* **WHAT TO WORK ON**
An exact copy, beginning at the line containing "find is mcdonald's" and ending at the final line of the records that follow, is the answer; it has no pictures and no other text.

Source data:

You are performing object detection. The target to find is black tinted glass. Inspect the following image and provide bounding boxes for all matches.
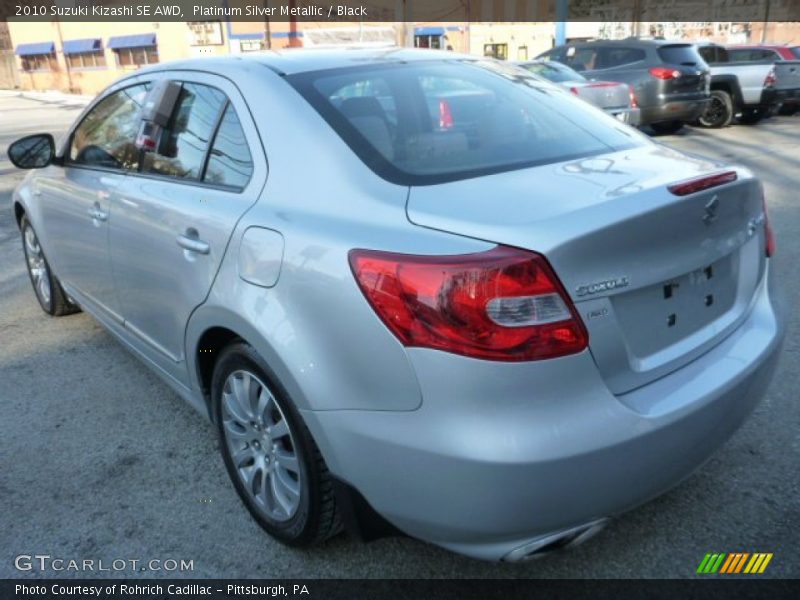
[70,84,150,169]
[143,83,226,180]
[204,105,253,189]
[658,45,703,66]
[290,60,643,185]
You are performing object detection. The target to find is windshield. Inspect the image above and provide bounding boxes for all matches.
[519,61,585,83]
[288,60,643,185]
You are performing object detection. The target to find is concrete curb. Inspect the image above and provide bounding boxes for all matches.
[0,89,93,105]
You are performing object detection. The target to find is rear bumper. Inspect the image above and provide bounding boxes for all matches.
[641,97,709,125]
[302,266,785,561]
[605,106,641,127]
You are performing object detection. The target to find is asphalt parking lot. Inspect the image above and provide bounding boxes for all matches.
[0,92,797,579]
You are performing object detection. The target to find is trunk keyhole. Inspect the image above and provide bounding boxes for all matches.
[705,294,714,307]
[667,313,677,327]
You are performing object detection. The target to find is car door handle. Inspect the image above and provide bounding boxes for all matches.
[176,233,210,255]
[88,207,108,222]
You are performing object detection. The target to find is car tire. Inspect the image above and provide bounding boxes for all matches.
[20,216,80,317]
[739,108,765,125]
[212,342,341,547]
[649,120,684,135]
[697,90,734,128]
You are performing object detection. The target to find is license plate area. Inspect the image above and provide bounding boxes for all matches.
[611,253,738,357]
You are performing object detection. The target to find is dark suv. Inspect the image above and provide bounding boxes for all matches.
[537,39,711,134]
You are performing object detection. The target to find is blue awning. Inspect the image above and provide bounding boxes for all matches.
[107,33,156,50]
[15,42,55,56]
[63,38,102,55]
[415,27,445,36]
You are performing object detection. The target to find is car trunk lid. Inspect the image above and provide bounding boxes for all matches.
[570,81,631,110]
[406,144,766,394]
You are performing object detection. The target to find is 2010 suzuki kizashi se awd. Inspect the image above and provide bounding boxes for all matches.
[8,49,785,562]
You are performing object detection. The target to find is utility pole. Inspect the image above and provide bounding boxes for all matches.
[53,18,73,93]
[263,0,272,49]
[555,0,567,46]
[761,0,771,43]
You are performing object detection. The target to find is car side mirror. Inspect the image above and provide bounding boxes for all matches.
[7,134,56,169]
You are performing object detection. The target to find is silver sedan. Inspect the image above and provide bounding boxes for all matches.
[8,49,785,562]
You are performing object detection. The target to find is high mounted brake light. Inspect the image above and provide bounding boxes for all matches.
[668,171,738,196]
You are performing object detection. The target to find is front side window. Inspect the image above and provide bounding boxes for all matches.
[289,60,642,185]
[142,83,226,180]
[69,83,150,170]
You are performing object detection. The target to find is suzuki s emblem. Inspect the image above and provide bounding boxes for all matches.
[703,195,720,225]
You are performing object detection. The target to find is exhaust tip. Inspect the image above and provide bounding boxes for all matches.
[502,518,610,562]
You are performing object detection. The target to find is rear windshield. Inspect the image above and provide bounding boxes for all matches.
[658,44,703,66]
[288,60,642,185]
[520,61,585,83]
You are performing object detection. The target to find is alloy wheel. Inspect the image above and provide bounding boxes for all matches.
[220,369,303,522]
[24,224,51,307]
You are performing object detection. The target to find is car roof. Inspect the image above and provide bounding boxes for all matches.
[564,38,691,48]
[134,47,476,77]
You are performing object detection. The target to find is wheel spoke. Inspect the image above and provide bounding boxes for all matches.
[274,448,299,474]
[222,390,249,424]
[223,418,250,441]
[269,418,289,440]
[229,443,254,468]
[255,388,273,423]
[270,469,296,515]
[232,373,254,419]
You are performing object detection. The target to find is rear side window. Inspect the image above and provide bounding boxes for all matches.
[600,47,646,68]
[791,47,800,59]
[142,83,226,180]
[728,48,778,62]
[697,46,729,65]
[203,104,254,189]
[564,46,599,72]
[289,60,642,185]
[658,44,703,66]
[70,83,150,170]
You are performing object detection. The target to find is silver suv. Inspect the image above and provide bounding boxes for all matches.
[9,49,785,562]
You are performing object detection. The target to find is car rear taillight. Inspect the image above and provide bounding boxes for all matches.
[349,246,588,361]
[763,194,776,257]
[763,67,777,88]
[649,66,682,80]
[628,85,638,108]
[668,171,738,196]
[438,99,454,129]
[569,86,579,96]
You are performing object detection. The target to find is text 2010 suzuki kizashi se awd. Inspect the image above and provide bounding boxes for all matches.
[9,49,785,561]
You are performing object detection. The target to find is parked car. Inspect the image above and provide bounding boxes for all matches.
[8,49,785,562]
[537,38,710,134]
[695,43,780,127]
[726,44,800,115]
[517,59,640,125]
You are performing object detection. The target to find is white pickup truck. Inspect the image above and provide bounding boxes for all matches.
[695,42,800,127]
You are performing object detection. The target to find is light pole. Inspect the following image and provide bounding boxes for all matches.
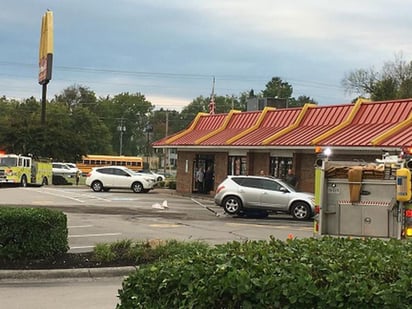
[144,123,153,169]
[145,123,153,155]
[117,119,126,155]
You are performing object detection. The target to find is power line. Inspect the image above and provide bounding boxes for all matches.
[0,61,344,91]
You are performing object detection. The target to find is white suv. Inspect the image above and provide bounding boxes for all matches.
[85,166,155,193]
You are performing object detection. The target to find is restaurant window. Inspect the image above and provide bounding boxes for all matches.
[228,156,247,175]
[270,156,292,180]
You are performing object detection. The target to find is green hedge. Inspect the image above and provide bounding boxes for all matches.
[0,207,68,260]
[117,237,412,308]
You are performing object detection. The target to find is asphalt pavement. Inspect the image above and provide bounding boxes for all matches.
[0,188,215,281]
[0,190,216,309]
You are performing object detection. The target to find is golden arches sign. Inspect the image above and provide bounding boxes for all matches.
[38,11,53,85]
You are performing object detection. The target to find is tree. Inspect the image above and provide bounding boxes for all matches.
[94,92,154,156]
[152,109,182,143]
[342,54,412,101]
[262,77,293,99]
[0,97,44,155]
[260,77,315,107]
[288,95,318,107]
[68,107,112,160]
[53,84,97,111]
[179,94,247,128]
[0,94,112,161]
[179,96,211,129]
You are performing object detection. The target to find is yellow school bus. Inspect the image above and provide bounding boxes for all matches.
[77,155,144,174]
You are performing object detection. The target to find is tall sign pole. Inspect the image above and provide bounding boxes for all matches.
[38,10,54,125]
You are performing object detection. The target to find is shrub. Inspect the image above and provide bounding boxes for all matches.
[93,243,117,263]
[93,239,209,265]
[167,180,176,189]
[157,181,165,188]
[0,207,68,260]
[117,237,412,308]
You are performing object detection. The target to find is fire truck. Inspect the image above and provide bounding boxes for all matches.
[0,153,52,187]
[314,151,412,240]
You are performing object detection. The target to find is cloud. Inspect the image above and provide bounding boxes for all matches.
[147,95,191,111]
[1,0,411,108]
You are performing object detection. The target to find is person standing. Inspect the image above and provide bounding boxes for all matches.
[204,166,214,194]
[76,169,81,186]
[195,167,204,193]
[285,169,298,188]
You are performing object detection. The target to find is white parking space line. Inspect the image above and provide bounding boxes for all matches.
[70,245,95,250]
[68,225,93,228]
[35,187,112,202]
[68,233,122,238]
[149,223,182,228]
[225,222,312,231]
[110,197,141,201]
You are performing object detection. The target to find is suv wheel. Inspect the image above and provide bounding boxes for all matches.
[291,202,311,220]
[132,182,144,193]
[91,180,103,192]
[222,196,242,215]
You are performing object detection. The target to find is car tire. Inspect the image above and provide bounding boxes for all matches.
[157,176,163,182]
[20,175,27,187]
[222,196,242,215]
[42,177,48,186]
[132,182,144,193]
[91,180,103,192]
[291,202,311,220]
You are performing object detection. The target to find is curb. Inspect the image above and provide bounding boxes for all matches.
[0,266,137,281]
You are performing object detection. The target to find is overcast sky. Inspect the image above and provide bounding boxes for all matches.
[1,0,411,110]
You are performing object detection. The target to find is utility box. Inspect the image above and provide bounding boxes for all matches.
[315,158,403,239]
[323,178,397,238]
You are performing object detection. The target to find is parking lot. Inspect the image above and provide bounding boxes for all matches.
[0,186,314,251]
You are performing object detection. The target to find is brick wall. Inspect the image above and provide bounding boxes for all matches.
[175,151,196,193]
[296,153,383,193]
[176,150,381,194]
[250,152,270,175]
[212,152,228,194]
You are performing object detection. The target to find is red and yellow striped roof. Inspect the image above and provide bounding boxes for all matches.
[154,98,412,149]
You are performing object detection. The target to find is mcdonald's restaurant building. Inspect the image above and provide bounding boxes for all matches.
[153,98,412,195]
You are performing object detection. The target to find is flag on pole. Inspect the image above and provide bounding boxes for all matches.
[209,76,216,114]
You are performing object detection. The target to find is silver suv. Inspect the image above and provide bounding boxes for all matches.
[214,175,315,220]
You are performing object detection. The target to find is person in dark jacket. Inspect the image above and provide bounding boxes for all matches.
[285,169,298,188]
[204,166,214,194]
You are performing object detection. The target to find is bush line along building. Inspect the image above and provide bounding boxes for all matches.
[153,98,412,194]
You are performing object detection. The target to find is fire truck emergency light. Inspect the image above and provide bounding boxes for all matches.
[405,206,412,238]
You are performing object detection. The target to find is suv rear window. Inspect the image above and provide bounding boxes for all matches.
[232,177,284,191]
[96,167,114,175]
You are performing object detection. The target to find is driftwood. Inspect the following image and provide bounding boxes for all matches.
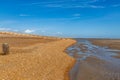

* **PROBLEM SOLUTION**
You are performing object detection. The target to find is mcdonald's restaurant building. Inspect the image above and provide bounding boxes for all matches.
[153,98,412,195]
You are performing object detection. The target to find is flag on pole. Inspect the image above and provide bounding boxes for all matches.
[209,76,216,114]
You are performing object detection. The target to find is silver suv. Inspect the image above and provide bounding boxes for all matches.
[214,175,315,220]
You are performing object detection. The target to find is person in dark jacket. Inspect the image above and provide bounding boxes for all matches.
[285,169,298,188]
[204,166,214,194]
You are performing object detection. The target to find is bush line along building. Inspect the image above and provide bounding boxes for all matches.
[153,98,412,194]
You are performing object detection. The target to find is fire truck emergency light. Inspect the image above and provide bounding boxes for all matches.
[405,206,412,238]
You are performing object detection. The target to find is suv rear window. Inspect the image above and provide bounding boxes for all matches.
[232,177,284,191]
[96,167,114,175]
You are performing object detection. The target to find is driftwood. Inspect the following image and provide bounding boxes for all matches.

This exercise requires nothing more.